Given text –
The mode detection circuit outputs a mode signal according to an
input voltage and an output voltage. The waveform generator outputs
one of a plurality of triangle waves according to the mode signal.
The error amplifier compares a feedback signal and a reference
signal to generate an error signal. Herein, the feedback signal is
related to the output voltage. The comparator compares the error
signal and the triangle wave output by the waveform generator to
output a comparison signal. The pulse width modulation circuit
generates a set of switch signals according to the comparison
signal. The waveform of the triangle wave output by the waveform
generator when the mode signal represents a buck-boost mode is
larger than the waveform of the triangle wave output by the
waveform generator when the mode signal represents a adjusting
mode.

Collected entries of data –
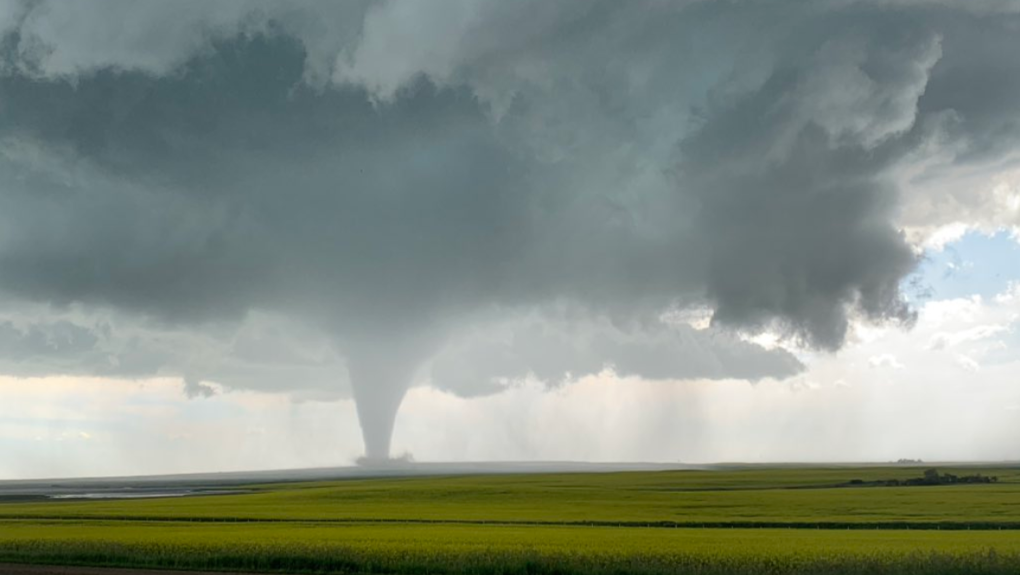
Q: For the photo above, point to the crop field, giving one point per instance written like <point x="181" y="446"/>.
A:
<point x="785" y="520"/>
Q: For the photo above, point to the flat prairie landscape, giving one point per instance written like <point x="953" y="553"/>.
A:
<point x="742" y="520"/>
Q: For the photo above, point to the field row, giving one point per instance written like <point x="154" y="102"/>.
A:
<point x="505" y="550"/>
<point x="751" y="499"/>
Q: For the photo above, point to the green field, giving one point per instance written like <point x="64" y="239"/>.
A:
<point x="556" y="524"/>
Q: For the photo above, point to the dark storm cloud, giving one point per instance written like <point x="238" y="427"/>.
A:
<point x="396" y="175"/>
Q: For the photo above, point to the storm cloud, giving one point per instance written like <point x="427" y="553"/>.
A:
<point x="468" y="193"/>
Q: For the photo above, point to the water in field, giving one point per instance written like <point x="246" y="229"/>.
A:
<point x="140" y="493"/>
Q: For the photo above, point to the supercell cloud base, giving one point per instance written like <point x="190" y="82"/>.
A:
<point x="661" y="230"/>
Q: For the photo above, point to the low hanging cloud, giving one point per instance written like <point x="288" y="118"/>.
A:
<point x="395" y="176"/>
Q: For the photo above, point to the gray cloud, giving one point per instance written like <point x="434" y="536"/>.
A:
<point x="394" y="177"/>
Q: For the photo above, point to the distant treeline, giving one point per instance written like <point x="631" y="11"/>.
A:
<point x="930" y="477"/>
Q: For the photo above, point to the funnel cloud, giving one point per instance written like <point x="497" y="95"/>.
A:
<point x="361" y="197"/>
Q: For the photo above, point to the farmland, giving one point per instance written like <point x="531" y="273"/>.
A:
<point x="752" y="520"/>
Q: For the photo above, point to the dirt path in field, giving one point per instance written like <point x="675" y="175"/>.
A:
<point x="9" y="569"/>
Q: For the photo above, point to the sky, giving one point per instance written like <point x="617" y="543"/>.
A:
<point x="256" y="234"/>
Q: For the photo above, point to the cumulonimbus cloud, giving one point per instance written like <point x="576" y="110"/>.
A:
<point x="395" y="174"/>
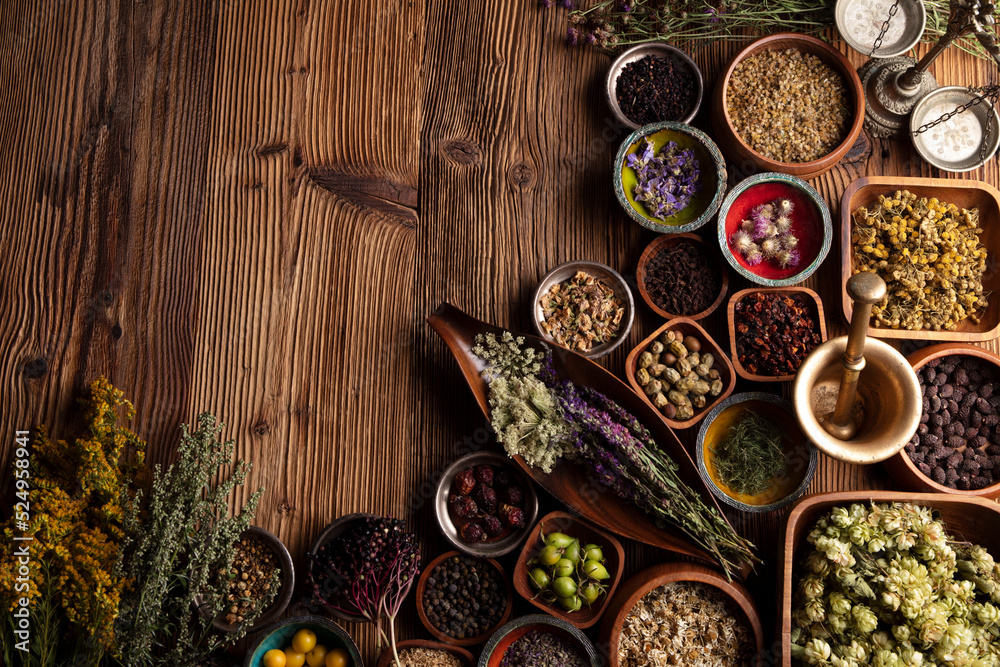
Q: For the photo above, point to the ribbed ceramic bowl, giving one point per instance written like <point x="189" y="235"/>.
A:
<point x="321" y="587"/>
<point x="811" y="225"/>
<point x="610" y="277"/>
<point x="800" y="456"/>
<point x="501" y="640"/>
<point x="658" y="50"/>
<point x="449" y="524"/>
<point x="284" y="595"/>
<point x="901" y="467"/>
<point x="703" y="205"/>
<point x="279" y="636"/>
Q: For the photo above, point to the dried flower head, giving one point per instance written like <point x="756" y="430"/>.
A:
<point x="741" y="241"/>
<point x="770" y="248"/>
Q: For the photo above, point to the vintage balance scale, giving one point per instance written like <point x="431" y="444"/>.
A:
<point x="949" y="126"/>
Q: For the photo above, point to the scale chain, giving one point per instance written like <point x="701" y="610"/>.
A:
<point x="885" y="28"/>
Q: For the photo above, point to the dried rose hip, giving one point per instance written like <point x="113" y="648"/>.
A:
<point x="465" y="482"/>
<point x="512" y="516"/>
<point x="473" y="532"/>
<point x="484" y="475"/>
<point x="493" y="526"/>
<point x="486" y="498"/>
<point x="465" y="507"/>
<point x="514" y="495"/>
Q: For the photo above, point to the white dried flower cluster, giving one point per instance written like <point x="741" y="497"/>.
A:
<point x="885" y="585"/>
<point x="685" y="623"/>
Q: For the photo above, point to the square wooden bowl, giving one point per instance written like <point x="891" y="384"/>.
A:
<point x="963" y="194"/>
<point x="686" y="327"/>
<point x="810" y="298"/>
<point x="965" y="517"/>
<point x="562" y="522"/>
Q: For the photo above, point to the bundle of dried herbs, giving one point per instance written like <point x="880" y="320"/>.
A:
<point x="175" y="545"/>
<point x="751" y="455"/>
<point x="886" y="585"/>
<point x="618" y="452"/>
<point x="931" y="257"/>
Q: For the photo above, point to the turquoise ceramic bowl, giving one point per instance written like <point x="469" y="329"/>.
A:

Objective –
Continue the passage describing the converter control circuit with the mode detection circuit and waveform generator, starting after its last sentence.

The output –
[0009] In an embodiment, a buck-boost switching regulating method
is provided, including: outputting a mode signal according to an
input voltage and an output voltage, generating one of a plurality
of triangle waves according to the mode signal, comparing a
feedback signal and a reference signal to generate an error signal,
comparing the error signal and the generated triangle wave to
output a comparison signal; and generating a set of switch signals
according to the comparison signal. The feedback signal is related
to the output voltage. The waveform of the triangle wave output
when the mode signal represents a buck-boost mode is larger than
the waveform of the triangle wave output when the mode signal
represents a adjusting mode.
BRIEF DESCRIPTION OF THE DRAWINGS
[0010] FIG. 1 is a schematic diagram of a buck-boost switching
regulator according to an embodiment of the present invention.
[0011] FIG. 2 is a flowchart of a buck-boost switching regulating
method according to an embodiment of the present invention.
[0012] FIG. 3 is a timing diagram of respective signals of an
example.
[0013] FIG. 4 and FIG. 5 are schematic diagrams of performing a
buck operation by a voltage conversion circuit of an example.
[0014] FIG. 6 and FIG. 7 are schematic diagrams of performing a
boost operation by a voltage conversion circuit of an example.
[0015] FIG. 8 is a schematic diagram of an example of a mode
detection circuit in FIG. 1.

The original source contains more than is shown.